## begin Document segment

I earnestly recommend that the Congress appropriate at once the small
sum necessary for this purpose.
The Pan-American Exposition at Buffalo has just closed. Both from the
industrial and the artistic standpoint this Exposition has been in a
high degree creditable and useful, not merely to Buffalo but to the
United States. The terrible tragedy of the President's assassination
interfered materially with its being a financial success. The Exposition
was peculiarly in harmony with the trend of our public policy, because
it represented an effort to bring into closer touch all the peoples of
the Western Hemisphere, and give them an increasing sense of unity.
Such an effort was a genuine service to the entire American public.
The advancement of the highest interests of national science and
learning and the custody of objects of art and of the valuable results
of scientific expeditions conducted by the United States have been
committed to the Smithsonian Institution. In furtherance of its declared
purpose - for the "increase and diffusion of knowledge among men" - the
Congress has from time to time given it other important functions. Such
trusts have been executed by the Institution with notable fidelity.
There should be no halt in the work of the Institution, in accordance
with the plans which its Secretary has presented, for the preservation
of the vanishing races of great North American animals in the National
Zoological Park. The urgent needs of the National Museum are recommended
to the favorable consideration of the Congress.
Perhaps the most characteristic educational movement of the past fifty
years is that which has created the modern public library and developed
it into broad and active service. There are now over five thousand
public libraries in the United States, the product of this period.
In addition to accumulating material, they are also striving by
organization, by improvement in method, and by co-operation, to give
greater efficiency to the material they hold, to make it more widely
useful, and by avoidance of unnecessary duplication in process to reduce
the cost of its administration.
In these efforts they naturally look for assistance to the Federal
library, which, though still the Library of Congress, and so entitled,
is the one national library of the United States. Already the largest
single collection of books on the Western Hemisphere, and certain
to increase more rapidly than any other through purchase, exchange,
and the operation of the copyright law, this library has a unique
opportunity to render to the libraries of this country - to American
scholarship - service of the highest importance. It is housed in a
building which is the largest and most magnificent yet erected for
library uses. Resources are now being provided which will develop the
collection properly, equip it with the apparatus and service necessary
to its effective use, render its bibliographic work widely available,
and enable it to become, not merely a center of research, but the chief
factor in great co-operative efforts for the diffusion of knowledge and
the advancement of learning.

## end Document segment

• **Written exercise 1**
According to the excerpt, how many public libraries are there in the United States?

## begin Entries shown

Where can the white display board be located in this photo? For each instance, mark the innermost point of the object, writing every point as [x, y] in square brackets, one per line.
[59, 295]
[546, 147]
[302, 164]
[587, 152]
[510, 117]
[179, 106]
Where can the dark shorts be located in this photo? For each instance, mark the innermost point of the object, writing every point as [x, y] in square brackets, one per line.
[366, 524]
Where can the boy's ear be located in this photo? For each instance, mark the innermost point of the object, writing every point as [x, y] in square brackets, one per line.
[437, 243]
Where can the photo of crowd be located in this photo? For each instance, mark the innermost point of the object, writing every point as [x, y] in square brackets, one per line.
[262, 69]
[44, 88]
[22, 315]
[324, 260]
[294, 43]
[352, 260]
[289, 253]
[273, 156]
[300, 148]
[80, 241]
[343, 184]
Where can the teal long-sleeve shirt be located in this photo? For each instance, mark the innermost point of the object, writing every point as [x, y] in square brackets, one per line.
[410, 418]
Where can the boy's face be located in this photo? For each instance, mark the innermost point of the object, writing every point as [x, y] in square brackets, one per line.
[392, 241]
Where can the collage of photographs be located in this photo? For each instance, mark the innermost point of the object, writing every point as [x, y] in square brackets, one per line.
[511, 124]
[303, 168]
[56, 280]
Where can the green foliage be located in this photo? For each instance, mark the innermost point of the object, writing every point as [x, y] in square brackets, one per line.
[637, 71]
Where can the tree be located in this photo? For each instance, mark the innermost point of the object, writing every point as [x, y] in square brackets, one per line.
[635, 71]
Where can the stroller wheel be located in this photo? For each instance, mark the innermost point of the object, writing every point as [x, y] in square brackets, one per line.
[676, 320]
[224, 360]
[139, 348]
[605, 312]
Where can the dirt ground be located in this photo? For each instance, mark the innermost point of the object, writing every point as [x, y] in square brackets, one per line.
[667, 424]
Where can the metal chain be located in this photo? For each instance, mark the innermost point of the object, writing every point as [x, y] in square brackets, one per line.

## end Entries shown

• **Written exercise 2**
How many lines of the listing contain the string "shorts", with case counting? Give only the number.

• **Correct answer 1**
Over five thousand.

• **Correct answer 2**
1